__PROBLEM__.
Would you please copy every line from the records that contains the word "instance"?

__DATA FOR PROCESSING__.
- - -

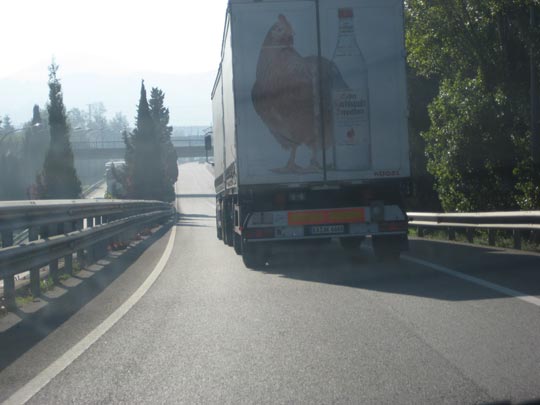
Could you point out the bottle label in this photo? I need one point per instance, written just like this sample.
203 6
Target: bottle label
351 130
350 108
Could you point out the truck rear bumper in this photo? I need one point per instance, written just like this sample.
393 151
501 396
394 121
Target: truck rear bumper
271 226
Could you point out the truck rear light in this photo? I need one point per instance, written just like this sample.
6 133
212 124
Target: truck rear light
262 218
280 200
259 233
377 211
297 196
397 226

- - -

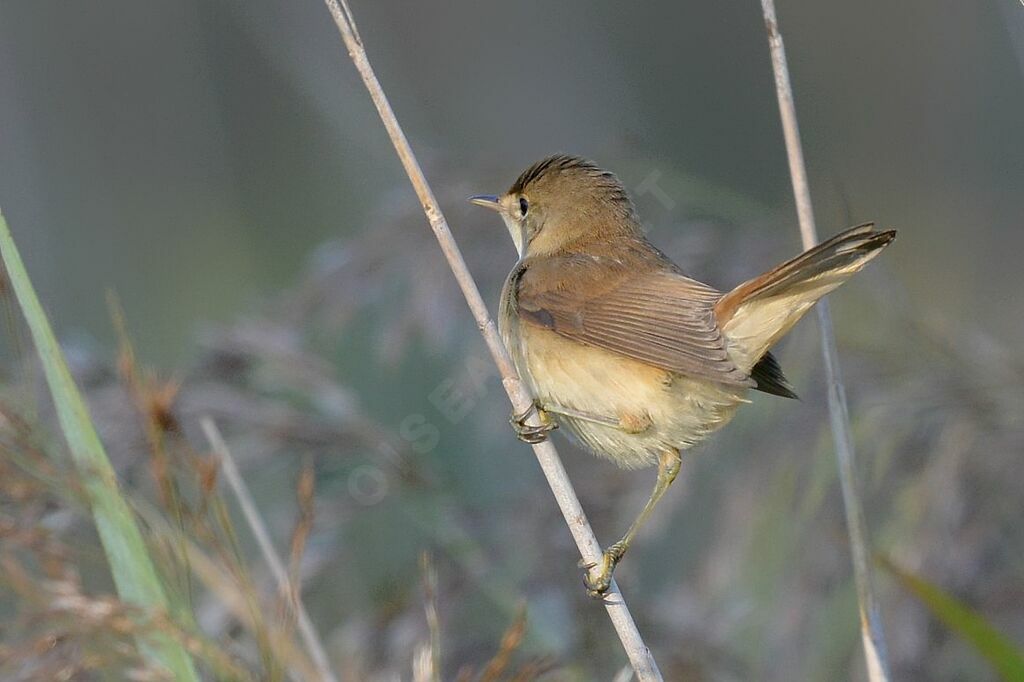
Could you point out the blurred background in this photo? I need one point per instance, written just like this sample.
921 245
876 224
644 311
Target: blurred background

- - -

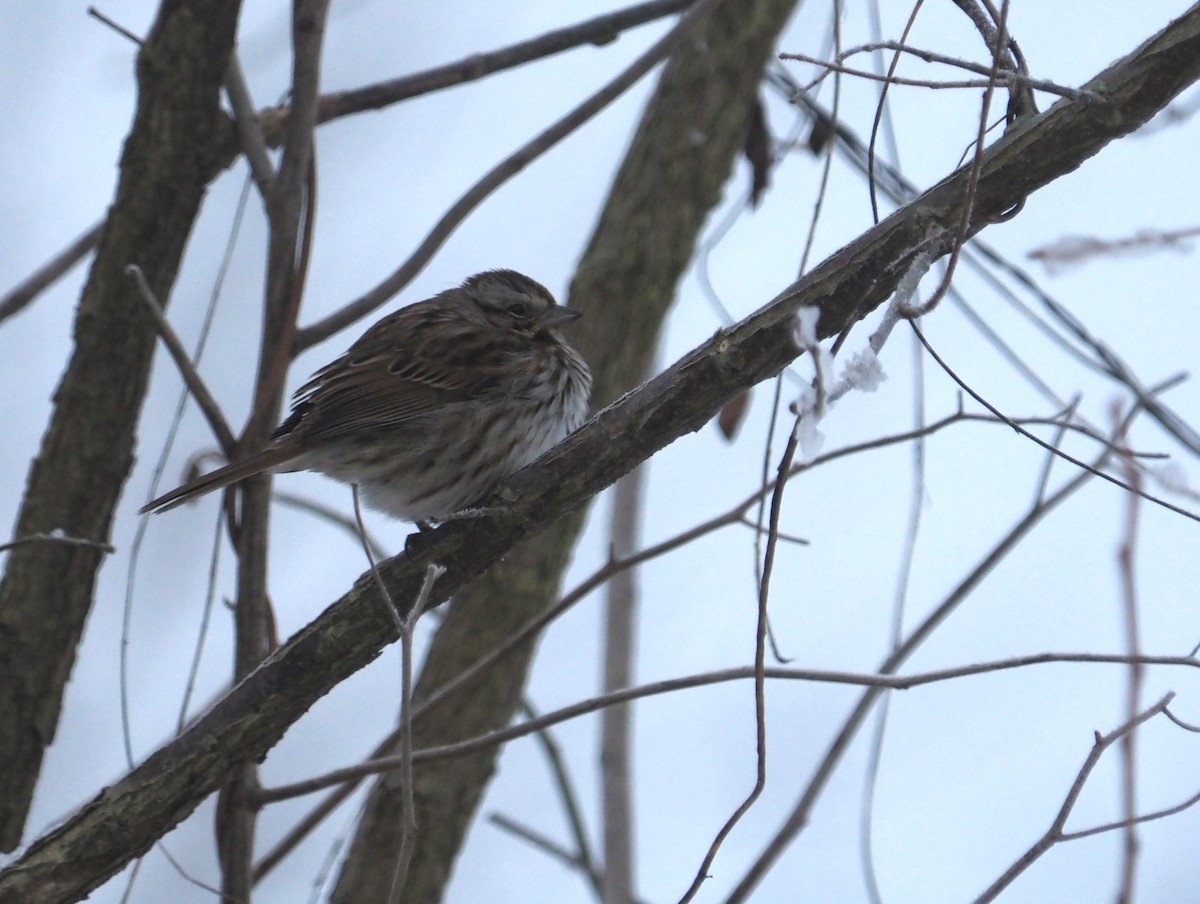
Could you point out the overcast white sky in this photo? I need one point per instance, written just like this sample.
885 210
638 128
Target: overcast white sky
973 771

- - -

__ANSWER TO THE EXERCISE__.
Could you point out the bottle label in this photo? I need one point per instance, written just like this sample.
Could you point out the truck rear bumper in this photo? I need one point per instance, written just like this sample.
Could you point out the truck rear light in this photo? I need one point per instance, written just like this sample.
Could you point out the blurred background in this photo? I need one point per instance, written just like this sample.
Could you point out the overcast white sky in this photo? I need one point per instance, written just like this sample.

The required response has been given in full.